TEXT SHOWN:
Fuzz-rock dork turns awesome on 'sophomore' album

// Rating: 4.5/5
Wavves - King Of The Beach

Second albums are difficult at the best of times, but for Nathan Williams it must've been an absolute nightmare. The twentysomething otherwise known as Wavves found surprise success with his much-blogged debut album: a collection of noisy, ear-splittingly distorted punk nuggets. Then, just as he'd been propelled to online stardom, Williams had a spectacular on-stage breakdown at the Primavera festival in 2009 and everything fell apart.

It's a good job then that, in the ensuing months, he sorted himself out, because new album 'King Of The Beach' is an absolute gem. Now teamed up with the late Jay Reatard's backing band, '...Beach' is a focused and surprisingly brilliant collection of catchy lo-fi rock, and a middle finger to critics and naysayers alike.

Quite simply, this might just be the record that saves punk-pop. The genre has been rotting like a corpse for nearly a decade now, with many bands content to rest on their cringeworthy early-2000s-baggy-shorted laurels, and only the likes of Motion City Soundtrack are making anything approaching fresh or interesting. But Wavves has crafted an album that not only harks back to its glory days - take 'Post Acid's Blink 182-isms - but tears it apart and remoulds it into something altogether more exciting.

Title track 'King Of The Beach' is fantastic Californian beach punk at its best, while the likes of 'Super Soaker' and 'Take On The World' are raucuous, snotty, self-hating jams that'll stay with you like a nasty bout of Venice Beach sunburn. The album's balanced perfectly with gentler slacker rock: 'Linus Spacehead's Pavement-esque pop and 'When Will You Come's 60s stomp are sensible breaks in the fuzzy onslaught. Wavves even get electro, too, on the bizarrely bonkers 'Convertable Balloon', and 'Baby Say Goodbye' sounds like a massive chart hit beamed in from another dimension. It's that kind of eclectic, give-a-shit attitude that makes Williams, and 'King Of The Beach', so irresistible: more bands would do well to take his lead. A total triumph.

SET EXERCISE: Write out, word for word, the part of the album review that begins with "It's a good" and ends with "and naysayers alike.".

INFORMATION SHOWN:
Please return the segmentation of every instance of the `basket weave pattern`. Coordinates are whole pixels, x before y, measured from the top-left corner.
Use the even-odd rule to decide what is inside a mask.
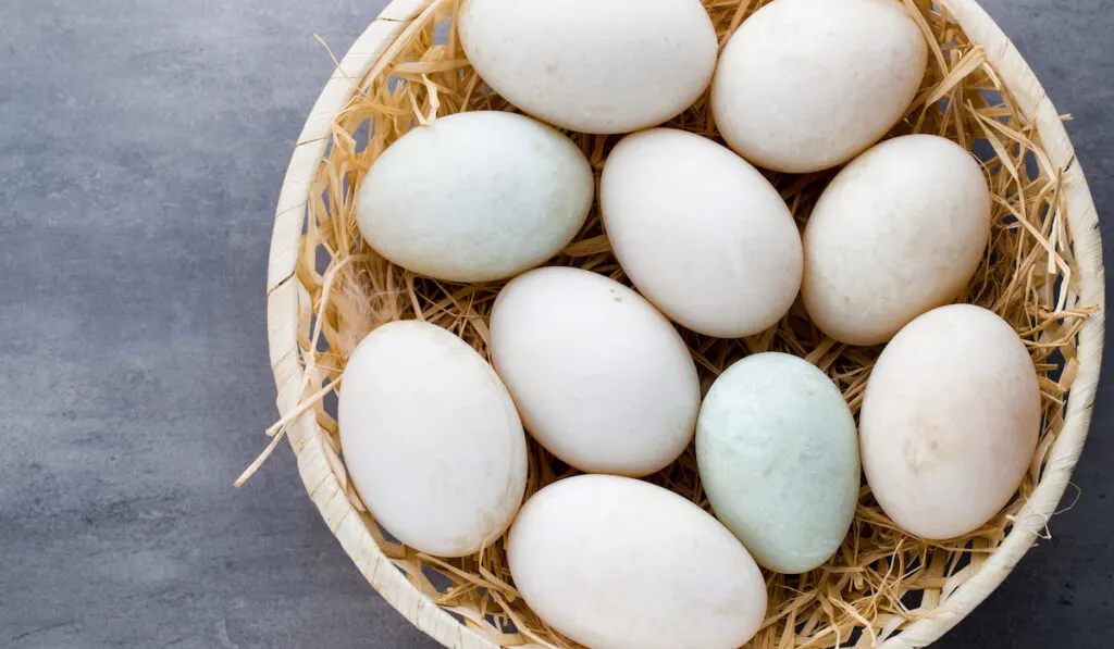
[[[721,43],[765,1],[704,0]],[[1022,333],[1040,375],[1044,431],[1014,502],[969,538],[930,543],[909,537],[863,488],[851,533],[829,564],[801,577],[769,578],[769,617],[755,648],[912,649],[938,639],[1046,533],[1089,423],[1103,343],[1102,250],[1095,208],[1062,118],[974,0],[945,0],[942,10],[928,0],[903,1],[926,38],[942,47],[934,48],[922,92],[895,134],[936,132],[985,151],[995,195],[994,253],[965,301],[993,308]],[[360,242],[353,213],[363,174],[416,124],[463,109],[510,109],[463,59],[451,26],[456,9],[456,0],[391,3],[338,65],[299,137],[278,199],[267,277],[282,415],[268,431],[267,450],[283,436],[290,440],[306,491],[356,567],[442,645],[574,647],[516,599],[501,542],[479,557],[442,561],[385,538],[348,480],[326,407],[344,355],[370,325],[421,317],[486,352],[486,315],[498,285],[446,286],[405,273]],[[714,136],[703,99],[671,126]],[[367,146],[360,144],[364,138]],[[598,174],[615,138],[574,140]],[[803,222],[830,177],[771,180]],[[622,278],[597,210],[554,263]],[[685,337],[704,389],[746,353],[785,351],[828,372],[856,413],[878,354],[824,338],[798,307],[753,338]],[[530,448],[532,492],[560,475],[539,446]],[[653,480],[707,507],[691,451]],[[431,569],[450,586],[434,588],[426,573]]]

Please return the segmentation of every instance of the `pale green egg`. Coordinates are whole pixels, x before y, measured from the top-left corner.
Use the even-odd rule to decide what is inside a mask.
[[[797,356],[749,356],[712,384],[696,459],[715,515],[764,568],[818,568],[851,527],[854,417],[836,384]]]

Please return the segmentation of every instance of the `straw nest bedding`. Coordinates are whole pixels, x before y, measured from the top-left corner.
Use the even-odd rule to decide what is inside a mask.
[[[895,0],[899,1],[899,0]],[[752,641],[759,649],[869,647],[907,623],[947,609],[948,596],[979,569],[1005,538],[1034,485],[1064,422],[1077,361],[1076,334],[1093,307],[1078,304],[1062,196],[1063,169],[1042,149],[1033,124],[957,23],[929,0],[903,0],[931,48],[924,87],[891,135],[929,132],[948,137],[978,155],[994,195],[991,243],[962,302],[979,304],[1020,332],[1039,374],[1044,424],[1036,456],[1019,492],[999,515],[976,533],[947,542],[911,537],[882,513],[869,489],[860,491],[851,532],[823,567],[802,576],[769,574],[770,606]],[[765,0],[704,0],[717,26],[721,46],[735,27]],[[300,346],[306,376],[299,409],[277,422],[268,449],[284,426],[312,409],[325,437],[330,464],[349,499],[364,511],[340,458],[334,389],[344,358],[374,326],[419,318],[459,334],[487,353],[487,318],[500,283],[446,284],[414,276],[372,253],[359,237],[354,190],[370,165],[416,125],[463,110],[512,110],[471,70],[452,27],[452,0],[436,1],[409,28],[335,117],[333,141],[316,174],[297,265],[309,288],[312,317],[303,318]],[[405,36],[405,35],[404,35]],[[358,82],[359,80],[353,80]],[[717,138],[706,97],[670,126]],[[370,134],[370,135],[369,135]],[[570,134],[598,173],[616,136]],[[768,174],[803,224],[831,171]],[[428,190],[437,191],[431,185]],[[575,265],[625,282],[612,255],[598,210],[584,230],[551,262]],[[715,340],[684,332],[706,390],[732,362],[747,354],[781,351],[804,357],[828,373],[858,414],[879,347],[851,347],[825,338],[800,304],[763,334]],[[527,494],[570,472],[530,441]],[[262,461],[262,458],[261,458]],[[253,464],[247,474],[258,466]],[[245,478],[246,475],[245,474]],[[693,449],[649,479],[709,509]],[[576,645],[548,628],[517,596],[502,541],[465,559],[441,560],[384,537],[364,518],[383,553],[430,600],[467,620],[473,630],[505,647]]]

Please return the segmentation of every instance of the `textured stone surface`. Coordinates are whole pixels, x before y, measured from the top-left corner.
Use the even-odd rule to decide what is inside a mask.
[[[383,4],[0,1],[0,646],[434,647],[287,449],[231,486],[275,416],[264,275],[331,70],[313,33],[341,53]],[[1114,208],[1108,0],[986,4]],[[939,647],[1108,645],[1112,401],[1106,381],[1053,540]]]

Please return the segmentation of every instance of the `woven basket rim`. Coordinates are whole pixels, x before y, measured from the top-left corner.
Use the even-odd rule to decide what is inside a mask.
[[[423,23],[427,12],[449,1],[393,0],[356,39],[329,78],[297,138],[278,196],[267,268],[267,338],[276,402],[284,417],[294,414],[304,391],[297,331],[303,317],[301,306],[307,304],[309,298],[295,267],[302,255],[310,188],[330,144],[333,117],[353,97],[358,88],[353,80],[377,76],[382,65],[393,57],[395,43],[405,42],[412,28]],[[968,38],[983,45],[987,60],[1015,95],[1022,114],[1036,125],[1053,164],[1067,170],[1066,213],[1082,271],[1079,298],[1083,304],[1095,305],[1097,311],[1078,334],[1078,375],[1072,386],[1064,426],[1049,452],[1039,484],[1018,513],[1009,534],[978,572],[956,589],[947,610],[910,623],[900,635],[885,641],[882,649],[915,649],[936,641],[1001,583],[1045,530],[1087,435],[1103,355],[1105,281],[1098,216],[1059,114],[1016,47],[976,0],[942,0],[942,4]],[[468,629],[421,594],[392,568],[332,473],[312,411],[293,420],[287,437],[306,492],[372,587],[410,622],[446,647],[498,649],[489,639]]]

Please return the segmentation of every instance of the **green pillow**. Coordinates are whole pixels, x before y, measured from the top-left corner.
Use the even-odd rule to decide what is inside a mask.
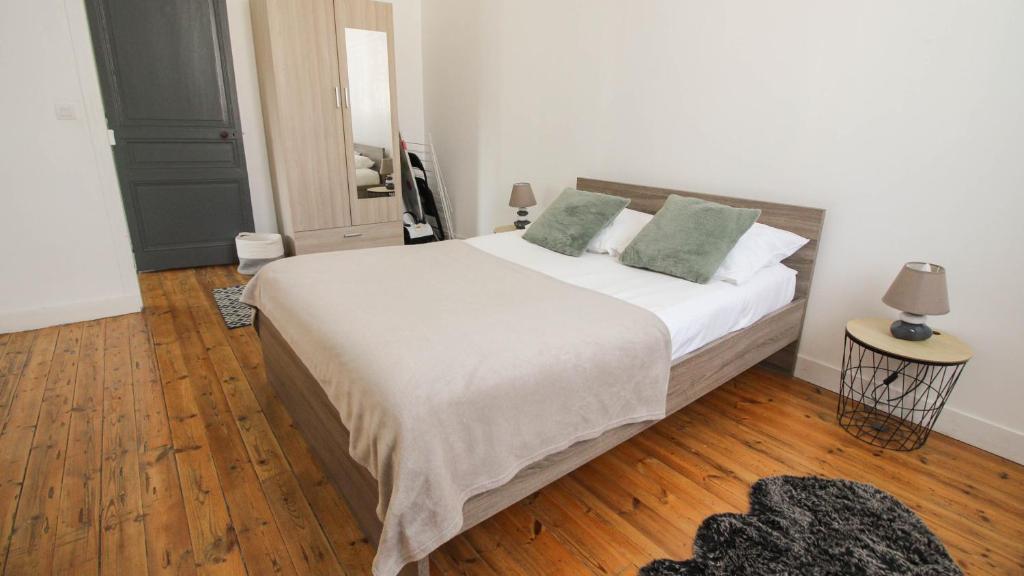
[[[670,196],[620,260],[706,284],[760,215],[761,210],[754,208]]]
[[[569,256],[579,256],[597,233],[629,204],[629,199],[565,189],[522,239]]]

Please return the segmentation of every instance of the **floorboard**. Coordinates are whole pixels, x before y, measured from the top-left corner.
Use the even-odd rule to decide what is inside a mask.
[[[0,334],[0,573],[370,573],[374,550],[210,290],[227,266],[139,276],[141,314]],[[871,483],[968,574],[1024,574],[1024,466],[942,435],[867,446],[836,396],[752,370],[431,556],[438,575],[632,575],[688,558],[759,478]]]

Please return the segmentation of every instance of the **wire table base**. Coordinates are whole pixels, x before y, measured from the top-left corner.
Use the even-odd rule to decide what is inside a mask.
[[[887,355],[847,332],[839,424],[872,446],[916,450],[928,440],[966,365]]]

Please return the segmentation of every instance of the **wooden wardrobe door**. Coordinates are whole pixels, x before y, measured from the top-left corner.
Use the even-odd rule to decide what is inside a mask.
[[[256,58],[283,232],[351,225],[334,2],[254,0],[252,11],[267,40]]]
[[[338,38],[338,60],[341,63],[341,83],[348,86],[348,59],[345,50],[345,29],[355,28],[372,30],[387,34],[388,74],[390,82],[391,107],[391,151],[394,170],[397,175],[400,170],[399,138],[398,138],[398,99],[395,82],[394,59],[394,15],[393,8],[387,2],[372,0],[334,0],[336,17],[336,36]],[[354,150],[352,137],[352,118],[350,109],[345,111],[345,139],[350,150]],[[387,198],[359,198],[355,182],[355,169],[348,170],[349,198],[351,199],[352,225],[393,222],[401,219],[404,211],[401,199],[401,178],[394,178],[394,195]]]

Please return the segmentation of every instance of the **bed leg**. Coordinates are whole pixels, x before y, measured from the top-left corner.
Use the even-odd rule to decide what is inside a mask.
[[[793,377],[797,372],[797,353],[800,351],[800,340],[797,340],[761,362],[761,366]]]
[[[430,559],[425,558],[420,562],[407,564],[398,576],[430,576]]]

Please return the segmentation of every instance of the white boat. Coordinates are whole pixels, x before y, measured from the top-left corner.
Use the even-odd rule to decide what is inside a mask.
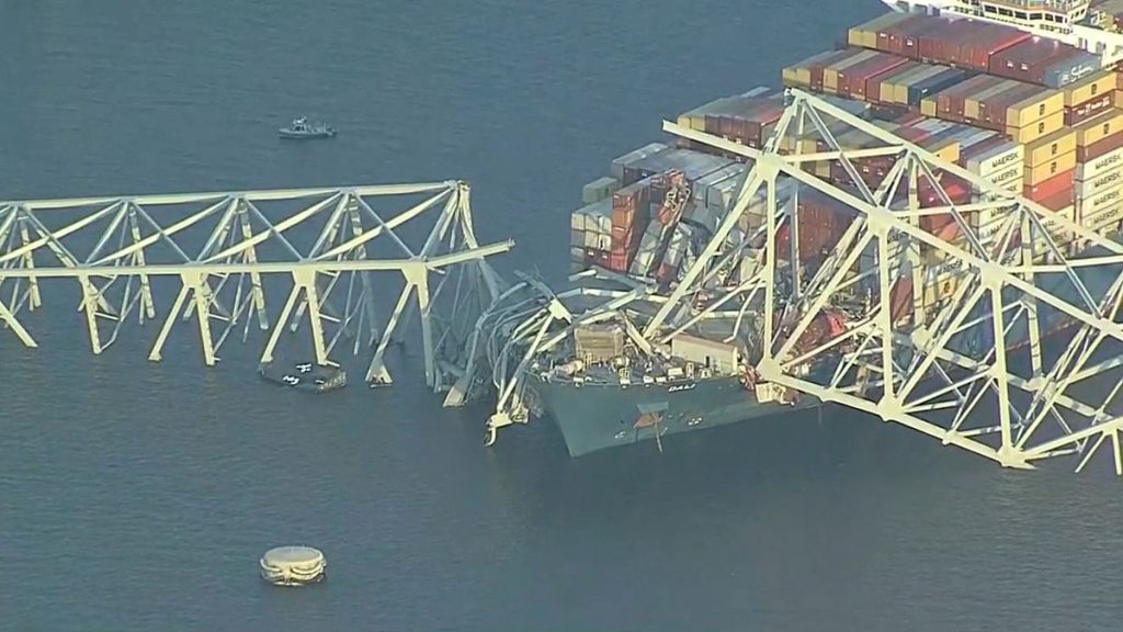
[[[336,135],[336,128],[322,123],[309,123],[308,117],[292,119],[289,127],[280,130],[282,138],[331,138]]]
[[[1103,16],[1092,0],[882,0],[894,11],[1004,24],[1099,55],[1123,60],[1123,34],[1099,28]]]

ANSWER TO THIS TASK:
It's a good job then that, in the ensuing months, he sorted himself out, because new album 'King Of The Beach' is an absolute gem. Now teamed up with the late Jay Reatard's backing band, '...Beach' is a focused and surprisingly brilliant collection of catchy lo-fi rock, and a middle finger to critics and naysayers alike.